Text segment

....

The difference between lppd_i and loo_i has been used as a sensitivity measure
(see, e.g., Gelfand et al 1992). Pareto shape parameter estimate k is likely to
be large if the difference between lppd_i and loo_i is large. It's not yet
clear to me whether the Pareto shape parameter estimate k would be better than
lppd_i-loo_i, but at least we know that estimate for lppd_i-loo_i is too small
if k is close to 1 or larger, so it might be better to look at k.
In stack example with normal model, k for one observation is large, but with
student-t model k is smaller. Normal model is same as student-t model, but with
very strong prior on degrees of freedom. So it's not just about having strong
prior or more shrinkage, but having a model which can describe the observations
well. With increased shrinkage and non-robust observation model, the one
observation could still be surprising.
Naturally it's not always the best solution to change to a more robust
observation model allowing "outliers". Instead it might be better to make the
regression function more nonlinear (that is having a less strong prior), or
transform covariates, or add more covariates.
So I do recommend looking at Pareto shape parameter values, but I don't
recommend to increase shrinkage if the values are large.
Aki
On 03.09.2015 00:36, Jonah Sol Gabry wrote:
> I'll defer to Aki for any definitive answer, but this makes sense to me. In
> particular for regression models where if the leave one out distribution is a
> bad approximation to the distribution for just point i then this could indicate
> leverage issues and that more shrinkage would be good.
...

....

Rows
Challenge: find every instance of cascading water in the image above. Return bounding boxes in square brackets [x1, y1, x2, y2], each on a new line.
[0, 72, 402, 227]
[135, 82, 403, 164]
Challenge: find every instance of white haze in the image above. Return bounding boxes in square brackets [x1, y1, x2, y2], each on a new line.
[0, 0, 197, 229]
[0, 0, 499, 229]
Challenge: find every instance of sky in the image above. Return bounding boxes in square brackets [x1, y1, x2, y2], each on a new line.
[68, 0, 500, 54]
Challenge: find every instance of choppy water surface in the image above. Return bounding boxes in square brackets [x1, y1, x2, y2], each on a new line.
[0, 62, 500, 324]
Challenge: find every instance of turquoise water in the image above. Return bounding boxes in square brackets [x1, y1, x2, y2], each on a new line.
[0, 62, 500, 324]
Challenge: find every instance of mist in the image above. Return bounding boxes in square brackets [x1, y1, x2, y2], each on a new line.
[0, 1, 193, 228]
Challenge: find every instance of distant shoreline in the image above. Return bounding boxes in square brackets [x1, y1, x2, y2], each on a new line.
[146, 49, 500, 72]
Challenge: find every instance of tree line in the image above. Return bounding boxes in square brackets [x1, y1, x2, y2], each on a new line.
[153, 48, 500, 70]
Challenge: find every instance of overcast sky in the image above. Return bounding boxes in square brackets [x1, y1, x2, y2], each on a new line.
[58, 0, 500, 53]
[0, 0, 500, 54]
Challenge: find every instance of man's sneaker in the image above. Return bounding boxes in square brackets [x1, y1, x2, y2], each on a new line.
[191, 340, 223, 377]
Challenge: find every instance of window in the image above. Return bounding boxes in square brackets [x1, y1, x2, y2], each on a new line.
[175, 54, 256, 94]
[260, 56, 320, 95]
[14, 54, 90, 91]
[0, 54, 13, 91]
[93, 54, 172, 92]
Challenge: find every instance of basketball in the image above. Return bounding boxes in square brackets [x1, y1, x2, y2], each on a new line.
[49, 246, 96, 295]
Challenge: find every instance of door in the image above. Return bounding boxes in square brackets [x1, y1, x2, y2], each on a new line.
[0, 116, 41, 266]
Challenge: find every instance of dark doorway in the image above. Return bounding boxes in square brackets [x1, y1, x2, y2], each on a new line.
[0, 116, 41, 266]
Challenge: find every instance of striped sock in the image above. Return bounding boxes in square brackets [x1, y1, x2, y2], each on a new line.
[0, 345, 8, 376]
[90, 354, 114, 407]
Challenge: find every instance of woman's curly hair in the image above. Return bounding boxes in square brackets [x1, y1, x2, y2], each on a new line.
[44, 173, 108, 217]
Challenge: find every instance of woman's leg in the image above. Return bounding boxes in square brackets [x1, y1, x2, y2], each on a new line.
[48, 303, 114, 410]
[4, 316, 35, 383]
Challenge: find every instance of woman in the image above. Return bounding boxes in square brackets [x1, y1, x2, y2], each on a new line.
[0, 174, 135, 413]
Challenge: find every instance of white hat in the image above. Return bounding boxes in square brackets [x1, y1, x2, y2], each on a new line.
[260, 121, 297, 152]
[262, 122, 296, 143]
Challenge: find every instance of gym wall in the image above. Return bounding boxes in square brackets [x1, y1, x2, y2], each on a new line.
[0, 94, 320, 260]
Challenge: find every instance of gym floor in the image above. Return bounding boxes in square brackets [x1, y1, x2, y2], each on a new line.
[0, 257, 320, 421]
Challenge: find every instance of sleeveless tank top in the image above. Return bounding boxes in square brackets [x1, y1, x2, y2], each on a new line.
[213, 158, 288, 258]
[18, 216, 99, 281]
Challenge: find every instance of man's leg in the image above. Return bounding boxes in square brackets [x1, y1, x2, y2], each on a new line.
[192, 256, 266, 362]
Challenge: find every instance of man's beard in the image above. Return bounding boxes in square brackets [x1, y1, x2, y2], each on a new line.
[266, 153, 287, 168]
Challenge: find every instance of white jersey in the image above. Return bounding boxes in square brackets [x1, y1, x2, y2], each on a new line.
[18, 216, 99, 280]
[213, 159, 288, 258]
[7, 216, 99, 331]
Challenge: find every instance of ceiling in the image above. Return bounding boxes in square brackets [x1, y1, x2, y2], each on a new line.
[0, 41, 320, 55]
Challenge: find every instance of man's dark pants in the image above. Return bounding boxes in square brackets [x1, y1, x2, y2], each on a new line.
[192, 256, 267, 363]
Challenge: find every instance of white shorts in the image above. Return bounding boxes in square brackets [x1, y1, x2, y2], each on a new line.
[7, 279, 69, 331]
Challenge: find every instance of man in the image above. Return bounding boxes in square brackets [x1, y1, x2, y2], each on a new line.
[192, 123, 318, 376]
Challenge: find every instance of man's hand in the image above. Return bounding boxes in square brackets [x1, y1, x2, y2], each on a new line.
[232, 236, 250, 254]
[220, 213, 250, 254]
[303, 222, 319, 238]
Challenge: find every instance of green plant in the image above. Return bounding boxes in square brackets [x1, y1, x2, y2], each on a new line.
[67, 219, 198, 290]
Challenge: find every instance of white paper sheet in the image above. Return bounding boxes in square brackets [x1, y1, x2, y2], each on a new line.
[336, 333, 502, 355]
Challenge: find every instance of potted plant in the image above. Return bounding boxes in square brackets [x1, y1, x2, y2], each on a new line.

....

In the forum post on Pareto shape parameter diagnostics, which observation model gives a large k for one observation in the stack example?

The normal model.